Listing =>
==========

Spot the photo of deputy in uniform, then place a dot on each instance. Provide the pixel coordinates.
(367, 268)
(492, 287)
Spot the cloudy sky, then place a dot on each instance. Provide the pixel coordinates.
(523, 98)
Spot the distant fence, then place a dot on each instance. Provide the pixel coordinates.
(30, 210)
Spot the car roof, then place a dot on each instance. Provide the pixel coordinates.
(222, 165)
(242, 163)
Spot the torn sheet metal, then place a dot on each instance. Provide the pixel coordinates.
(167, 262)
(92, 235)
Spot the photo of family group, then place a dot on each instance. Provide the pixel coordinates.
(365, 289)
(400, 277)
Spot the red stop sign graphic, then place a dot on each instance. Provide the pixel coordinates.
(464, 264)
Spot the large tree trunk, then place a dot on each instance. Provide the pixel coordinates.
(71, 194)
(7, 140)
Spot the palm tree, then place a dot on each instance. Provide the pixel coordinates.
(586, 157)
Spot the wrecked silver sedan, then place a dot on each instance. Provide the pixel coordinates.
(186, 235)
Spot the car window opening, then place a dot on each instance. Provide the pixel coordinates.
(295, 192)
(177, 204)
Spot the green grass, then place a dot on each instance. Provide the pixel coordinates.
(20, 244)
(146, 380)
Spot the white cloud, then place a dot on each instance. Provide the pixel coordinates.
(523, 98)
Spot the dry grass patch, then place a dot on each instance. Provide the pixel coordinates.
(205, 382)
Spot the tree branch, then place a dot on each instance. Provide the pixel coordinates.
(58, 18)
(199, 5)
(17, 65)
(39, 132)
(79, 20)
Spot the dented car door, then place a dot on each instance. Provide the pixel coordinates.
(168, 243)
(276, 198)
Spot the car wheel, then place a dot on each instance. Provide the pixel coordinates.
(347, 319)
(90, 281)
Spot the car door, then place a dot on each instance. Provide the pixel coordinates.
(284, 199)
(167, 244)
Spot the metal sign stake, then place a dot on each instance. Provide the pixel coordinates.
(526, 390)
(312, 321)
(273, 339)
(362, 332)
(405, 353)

==========

Your objective => Output the records exactly, including every line.

Written answer =>
Spot the photo of deputy in uniform, then place a dot on each instance. Provide the pixel coordinates.
(367, 268)
(492, 287)
Spot the cloudy sky, then place a dot on each instance. Provide the pixel coordinates.
(523, 98)
Spot the distant fence, then place a dot on each instance. Provide the pixel coordinates.
(30, 210)
Spot the car roof, then place a dot on each instance. Provide the pixel coordinates.
(222, 165)
(242, 163)
Spot the torn sheet metal, then place a dot on each instance. Provide the pixel coordinates.
(167, 262)
(92, 235)
Spot the photo of family group, then place a dot on each instance. Provide the pixel coordinates.
(365, 289)
(400, 277)
Spot the red stop sign graphic, then place a dot on each instance. Provide the pixel coordinates.
(464, 264)
Spot the large tree trunk, then place a dot on each instance. Provide the pixel coordinates.
(71, 194)
(7, 140)
Spot the palm tree, then place a dot on each instance. Provide the pixel coordinates.
(586, 157)
Spot the wrecked silver sedan, then place a dot on each instance. Provide the pixel coordinates.
(186, 235)
Spot the car window opening, then place a dot on each instance. Provide the pixel coordinates.
(295, 192)
(177, 204)
Spot the green grass, then place a dot on each instance. Provide the pixel coordinates.
(20, 244)
(146, 380)
Spot the white cloud, then place a dot on each instance. Provide the pixel coordinates.
(523, 98)
Spot the dry grass patch, then place a dot on each instance. Provide the pixel coordinates.
(205, 382)
Spot the tree branch, then place a dot on each instance. Provide the pixel coordinates.
(58, 18)
(199, 5)
(17, 65)
(39, 132)
(79, 20)
Spot the dented car door, then place a dot on each instance. Provide the pixel coordinates.
(168, 243)
(276, 198)
Spot the car wheel, then place a dot on each instance. Provide the pixel coordinates.
(347, 319)
(90, 281)
Spot the car door, then place a dot on each instance. Provide the pixel coordinates.
(284, 199)
(167, 244)
Spot the metal sign stake, then place a dot on each instance. Provide the pixel coordinates.
(526, 390)
(312, 321)
(273, 339)
(362, 332)
(405, 353)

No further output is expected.